▶ **Given problem**
Every line from the line containing "high-rise office tower." through the final line of the data is to be printed exactly; no other line is to appear.

▶ **Supplied material**
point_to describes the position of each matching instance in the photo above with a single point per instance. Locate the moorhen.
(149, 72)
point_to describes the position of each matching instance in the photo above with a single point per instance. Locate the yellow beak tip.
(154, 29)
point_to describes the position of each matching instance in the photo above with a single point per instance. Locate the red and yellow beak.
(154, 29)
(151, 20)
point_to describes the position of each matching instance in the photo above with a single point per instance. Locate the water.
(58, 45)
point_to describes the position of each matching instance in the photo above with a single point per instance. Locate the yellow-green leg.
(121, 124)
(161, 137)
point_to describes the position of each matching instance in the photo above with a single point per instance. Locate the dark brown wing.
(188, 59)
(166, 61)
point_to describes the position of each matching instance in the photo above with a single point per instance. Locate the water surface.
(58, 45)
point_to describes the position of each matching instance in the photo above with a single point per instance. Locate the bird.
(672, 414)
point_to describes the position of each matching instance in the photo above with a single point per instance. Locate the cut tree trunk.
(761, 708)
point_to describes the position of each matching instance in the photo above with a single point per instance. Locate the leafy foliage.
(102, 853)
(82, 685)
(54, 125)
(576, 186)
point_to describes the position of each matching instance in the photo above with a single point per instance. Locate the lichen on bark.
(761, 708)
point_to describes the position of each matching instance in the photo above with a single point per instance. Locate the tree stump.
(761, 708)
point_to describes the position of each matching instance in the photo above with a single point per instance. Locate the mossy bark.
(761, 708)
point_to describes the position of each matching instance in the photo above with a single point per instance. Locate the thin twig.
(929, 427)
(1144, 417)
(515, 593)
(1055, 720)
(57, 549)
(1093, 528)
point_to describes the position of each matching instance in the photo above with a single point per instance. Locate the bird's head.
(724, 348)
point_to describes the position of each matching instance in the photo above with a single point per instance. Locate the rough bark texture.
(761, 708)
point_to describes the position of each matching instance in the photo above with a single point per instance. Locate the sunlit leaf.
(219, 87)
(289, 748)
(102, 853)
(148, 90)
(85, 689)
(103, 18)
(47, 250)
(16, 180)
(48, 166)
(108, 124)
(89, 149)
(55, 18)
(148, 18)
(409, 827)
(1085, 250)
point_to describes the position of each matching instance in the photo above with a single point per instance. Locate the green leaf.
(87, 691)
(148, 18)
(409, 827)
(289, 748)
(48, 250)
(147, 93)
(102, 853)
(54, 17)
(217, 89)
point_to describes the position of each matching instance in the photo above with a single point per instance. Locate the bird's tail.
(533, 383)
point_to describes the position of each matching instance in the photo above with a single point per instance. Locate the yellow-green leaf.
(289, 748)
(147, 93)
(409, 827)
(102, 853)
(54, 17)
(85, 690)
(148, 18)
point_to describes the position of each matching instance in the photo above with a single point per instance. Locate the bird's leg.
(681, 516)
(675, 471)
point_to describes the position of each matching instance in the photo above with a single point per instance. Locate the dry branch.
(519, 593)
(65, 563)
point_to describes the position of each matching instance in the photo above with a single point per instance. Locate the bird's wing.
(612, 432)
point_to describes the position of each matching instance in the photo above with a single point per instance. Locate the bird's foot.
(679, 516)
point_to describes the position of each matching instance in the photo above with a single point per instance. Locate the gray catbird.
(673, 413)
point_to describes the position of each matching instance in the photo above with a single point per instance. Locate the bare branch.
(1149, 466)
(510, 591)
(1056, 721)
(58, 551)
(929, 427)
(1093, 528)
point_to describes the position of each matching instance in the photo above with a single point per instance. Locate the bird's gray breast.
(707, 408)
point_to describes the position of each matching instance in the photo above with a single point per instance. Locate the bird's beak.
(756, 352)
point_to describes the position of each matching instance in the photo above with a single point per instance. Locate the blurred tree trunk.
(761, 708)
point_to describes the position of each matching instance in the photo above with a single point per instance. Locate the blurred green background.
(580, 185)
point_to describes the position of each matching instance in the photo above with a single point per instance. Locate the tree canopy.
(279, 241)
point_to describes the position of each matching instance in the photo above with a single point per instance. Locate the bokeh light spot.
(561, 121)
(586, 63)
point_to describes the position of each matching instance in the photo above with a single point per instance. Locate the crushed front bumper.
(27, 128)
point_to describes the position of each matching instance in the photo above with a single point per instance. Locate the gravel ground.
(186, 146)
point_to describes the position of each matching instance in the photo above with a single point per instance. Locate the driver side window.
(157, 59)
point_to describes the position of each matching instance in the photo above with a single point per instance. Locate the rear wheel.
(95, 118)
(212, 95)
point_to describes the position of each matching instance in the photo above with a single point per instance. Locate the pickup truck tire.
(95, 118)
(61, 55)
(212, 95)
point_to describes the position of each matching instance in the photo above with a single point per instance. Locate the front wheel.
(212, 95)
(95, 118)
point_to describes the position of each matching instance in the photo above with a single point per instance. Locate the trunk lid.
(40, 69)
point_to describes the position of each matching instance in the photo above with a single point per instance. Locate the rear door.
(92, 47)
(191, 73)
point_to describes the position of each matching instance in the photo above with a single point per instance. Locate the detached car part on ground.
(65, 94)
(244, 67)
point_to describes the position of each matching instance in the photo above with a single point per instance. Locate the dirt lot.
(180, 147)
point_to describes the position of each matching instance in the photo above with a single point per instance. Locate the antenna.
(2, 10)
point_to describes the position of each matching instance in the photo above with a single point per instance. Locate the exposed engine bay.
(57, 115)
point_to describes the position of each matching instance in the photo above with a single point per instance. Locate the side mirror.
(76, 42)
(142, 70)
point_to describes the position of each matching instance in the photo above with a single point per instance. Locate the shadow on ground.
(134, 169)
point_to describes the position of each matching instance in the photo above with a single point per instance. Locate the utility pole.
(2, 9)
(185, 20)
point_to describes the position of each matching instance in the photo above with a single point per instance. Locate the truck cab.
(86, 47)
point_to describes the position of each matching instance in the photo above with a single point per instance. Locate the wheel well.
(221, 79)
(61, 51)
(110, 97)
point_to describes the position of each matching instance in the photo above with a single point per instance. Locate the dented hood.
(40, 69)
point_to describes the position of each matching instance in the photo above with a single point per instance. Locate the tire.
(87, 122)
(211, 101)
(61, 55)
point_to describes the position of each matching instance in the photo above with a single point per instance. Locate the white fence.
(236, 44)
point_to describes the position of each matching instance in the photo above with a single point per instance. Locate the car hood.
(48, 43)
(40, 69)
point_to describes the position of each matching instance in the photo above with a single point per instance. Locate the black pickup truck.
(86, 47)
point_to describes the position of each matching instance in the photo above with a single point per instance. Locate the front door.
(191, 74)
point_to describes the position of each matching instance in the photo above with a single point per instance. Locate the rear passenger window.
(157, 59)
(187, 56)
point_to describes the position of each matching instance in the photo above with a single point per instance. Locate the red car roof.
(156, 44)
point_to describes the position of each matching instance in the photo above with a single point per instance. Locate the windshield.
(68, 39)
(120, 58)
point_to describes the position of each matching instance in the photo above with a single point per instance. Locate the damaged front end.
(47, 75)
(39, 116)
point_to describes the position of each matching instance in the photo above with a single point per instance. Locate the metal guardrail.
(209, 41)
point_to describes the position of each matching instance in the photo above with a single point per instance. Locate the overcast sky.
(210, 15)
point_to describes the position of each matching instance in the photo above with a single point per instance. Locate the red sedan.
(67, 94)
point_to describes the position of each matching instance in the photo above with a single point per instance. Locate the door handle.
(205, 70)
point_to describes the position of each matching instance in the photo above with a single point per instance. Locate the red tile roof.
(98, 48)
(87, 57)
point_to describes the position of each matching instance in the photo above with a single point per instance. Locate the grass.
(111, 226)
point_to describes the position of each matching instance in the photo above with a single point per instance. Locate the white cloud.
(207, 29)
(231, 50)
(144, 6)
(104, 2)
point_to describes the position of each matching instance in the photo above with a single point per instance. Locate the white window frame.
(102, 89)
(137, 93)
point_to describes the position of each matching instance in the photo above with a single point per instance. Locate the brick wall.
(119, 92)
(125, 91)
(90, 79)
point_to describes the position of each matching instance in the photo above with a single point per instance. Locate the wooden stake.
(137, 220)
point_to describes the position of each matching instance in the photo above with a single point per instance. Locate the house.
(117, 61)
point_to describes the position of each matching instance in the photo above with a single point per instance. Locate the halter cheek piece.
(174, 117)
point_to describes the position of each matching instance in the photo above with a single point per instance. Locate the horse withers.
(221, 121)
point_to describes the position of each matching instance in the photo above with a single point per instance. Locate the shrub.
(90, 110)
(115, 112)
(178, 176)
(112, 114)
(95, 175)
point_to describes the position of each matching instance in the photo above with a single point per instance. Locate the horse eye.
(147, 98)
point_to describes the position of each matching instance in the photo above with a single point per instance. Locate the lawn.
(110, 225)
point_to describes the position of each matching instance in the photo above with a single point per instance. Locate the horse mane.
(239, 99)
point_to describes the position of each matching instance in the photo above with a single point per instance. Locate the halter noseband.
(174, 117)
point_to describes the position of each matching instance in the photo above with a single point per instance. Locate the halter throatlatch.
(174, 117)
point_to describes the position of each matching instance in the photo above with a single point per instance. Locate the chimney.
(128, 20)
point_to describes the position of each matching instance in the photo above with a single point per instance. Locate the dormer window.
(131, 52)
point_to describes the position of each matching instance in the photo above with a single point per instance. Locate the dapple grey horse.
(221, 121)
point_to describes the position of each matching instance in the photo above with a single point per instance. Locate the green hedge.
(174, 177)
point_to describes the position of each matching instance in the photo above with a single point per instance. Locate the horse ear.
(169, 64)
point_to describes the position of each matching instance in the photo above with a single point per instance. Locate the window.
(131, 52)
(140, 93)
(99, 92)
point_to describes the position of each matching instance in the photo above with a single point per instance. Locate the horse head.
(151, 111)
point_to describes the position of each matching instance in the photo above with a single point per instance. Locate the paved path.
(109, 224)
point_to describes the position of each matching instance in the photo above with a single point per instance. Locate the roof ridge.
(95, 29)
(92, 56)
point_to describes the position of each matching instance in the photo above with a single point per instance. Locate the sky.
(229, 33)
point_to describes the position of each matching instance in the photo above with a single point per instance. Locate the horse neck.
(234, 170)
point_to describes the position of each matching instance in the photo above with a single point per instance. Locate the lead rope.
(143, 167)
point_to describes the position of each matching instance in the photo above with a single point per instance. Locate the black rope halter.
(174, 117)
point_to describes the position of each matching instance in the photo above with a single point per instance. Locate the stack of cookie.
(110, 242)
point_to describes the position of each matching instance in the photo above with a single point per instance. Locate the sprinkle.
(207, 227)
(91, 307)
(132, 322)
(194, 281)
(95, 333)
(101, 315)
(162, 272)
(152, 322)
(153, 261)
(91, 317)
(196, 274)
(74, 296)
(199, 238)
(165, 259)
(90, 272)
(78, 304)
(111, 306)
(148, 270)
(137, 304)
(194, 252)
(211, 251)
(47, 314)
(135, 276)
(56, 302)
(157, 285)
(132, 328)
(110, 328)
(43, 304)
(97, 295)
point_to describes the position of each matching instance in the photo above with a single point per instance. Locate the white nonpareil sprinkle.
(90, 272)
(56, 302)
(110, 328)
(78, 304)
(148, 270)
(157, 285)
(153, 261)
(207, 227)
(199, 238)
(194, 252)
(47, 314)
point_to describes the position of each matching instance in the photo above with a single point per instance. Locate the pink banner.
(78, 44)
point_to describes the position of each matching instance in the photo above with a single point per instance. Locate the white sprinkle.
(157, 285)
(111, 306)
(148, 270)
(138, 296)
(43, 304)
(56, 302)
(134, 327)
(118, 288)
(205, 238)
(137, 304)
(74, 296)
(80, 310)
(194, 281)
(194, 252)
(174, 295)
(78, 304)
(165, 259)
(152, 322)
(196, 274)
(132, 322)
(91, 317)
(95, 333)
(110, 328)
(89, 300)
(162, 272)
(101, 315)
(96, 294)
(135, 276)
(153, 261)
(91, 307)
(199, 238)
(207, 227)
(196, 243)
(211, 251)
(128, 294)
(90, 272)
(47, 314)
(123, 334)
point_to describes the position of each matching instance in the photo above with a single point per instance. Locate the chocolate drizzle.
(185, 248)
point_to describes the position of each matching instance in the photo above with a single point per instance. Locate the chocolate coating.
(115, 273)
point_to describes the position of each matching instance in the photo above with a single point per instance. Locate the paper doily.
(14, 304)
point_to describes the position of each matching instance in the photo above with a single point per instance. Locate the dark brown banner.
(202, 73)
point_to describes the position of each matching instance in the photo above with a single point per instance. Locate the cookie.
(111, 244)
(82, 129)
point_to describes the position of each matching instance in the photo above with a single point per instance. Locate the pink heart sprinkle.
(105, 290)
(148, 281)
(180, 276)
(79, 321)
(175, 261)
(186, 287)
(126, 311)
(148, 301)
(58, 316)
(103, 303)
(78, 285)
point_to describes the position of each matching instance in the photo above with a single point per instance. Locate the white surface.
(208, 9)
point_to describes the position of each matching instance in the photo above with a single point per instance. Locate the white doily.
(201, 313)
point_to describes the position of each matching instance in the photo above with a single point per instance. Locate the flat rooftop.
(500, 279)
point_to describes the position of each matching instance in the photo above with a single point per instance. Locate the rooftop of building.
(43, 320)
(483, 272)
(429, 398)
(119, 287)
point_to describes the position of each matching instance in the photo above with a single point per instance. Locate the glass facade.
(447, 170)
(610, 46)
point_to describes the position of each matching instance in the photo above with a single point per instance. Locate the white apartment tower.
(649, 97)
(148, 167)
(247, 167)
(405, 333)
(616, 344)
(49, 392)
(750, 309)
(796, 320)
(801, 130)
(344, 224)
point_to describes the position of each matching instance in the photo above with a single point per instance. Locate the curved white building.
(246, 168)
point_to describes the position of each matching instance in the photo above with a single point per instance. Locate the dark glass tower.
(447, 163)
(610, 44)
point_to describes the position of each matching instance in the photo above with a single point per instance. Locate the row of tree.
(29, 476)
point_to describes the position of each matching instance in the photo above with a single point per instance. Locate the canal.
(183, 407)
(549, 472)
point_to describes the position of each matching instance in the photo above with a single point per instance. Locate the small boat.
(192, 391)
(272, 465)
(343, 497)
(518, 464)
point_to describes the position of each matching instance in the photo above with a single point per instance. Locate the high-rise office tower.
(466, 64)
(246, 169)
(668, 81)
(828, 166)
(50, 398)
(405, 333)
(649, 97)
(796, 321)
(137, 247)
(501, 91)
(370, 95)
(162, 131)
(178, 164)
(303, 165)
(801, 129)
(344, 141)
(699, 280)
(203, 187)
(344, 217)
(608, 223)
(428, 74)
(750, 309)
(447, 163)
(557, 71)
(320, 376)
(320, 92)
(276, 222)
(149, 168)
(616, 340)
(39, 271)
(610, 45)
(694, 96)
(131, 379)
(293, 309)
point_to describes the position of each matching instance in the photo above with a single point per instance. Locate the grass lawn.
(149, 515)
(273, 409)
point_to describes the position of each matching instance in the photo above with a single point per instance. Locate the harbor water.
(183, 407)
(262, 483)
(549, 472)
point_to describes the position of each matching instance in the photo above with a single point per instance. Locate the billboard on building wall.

▶ **Written answer**
point_to describes the position of each matching instance in the photo above with a single point per instance. Locate the high-rise office tower.
(466, 64)
(246, 169)
(668, 81)
(828, 166)
(50, 398)
(405, 333)
(649, 97)
(796, 321)
(137, 247)
(501, 91)
(370, 95)
(162, 131)
(178, 164)
(303, 165)
(801, 129)
(344, 141)
(699, 280)
(203, 187)
(344, 217)
(608, 223)
(428, 74)
(750, 309)
(447, 163)
(557, 71)
(320, 376)
(320, 92)
(276, 222)
(149, 168)
(616, 340)
(39, 271)
(610, 45)
(694, 96)
(131, 379)
(293, 309)
point_to describes the position of each matching instance in the photo above with a single point per instance. Locate the grass lawn.
(149, 515)
(273, 409)
point_to describes the position of each matching instance in the photo above with a single point per instance. Locate the harbor water.
(183, 407)
(262, 483)
(549, 472)
point_to describes the position of each matching instance in the photo above with a single point per instance. Locate the billboard on building wall.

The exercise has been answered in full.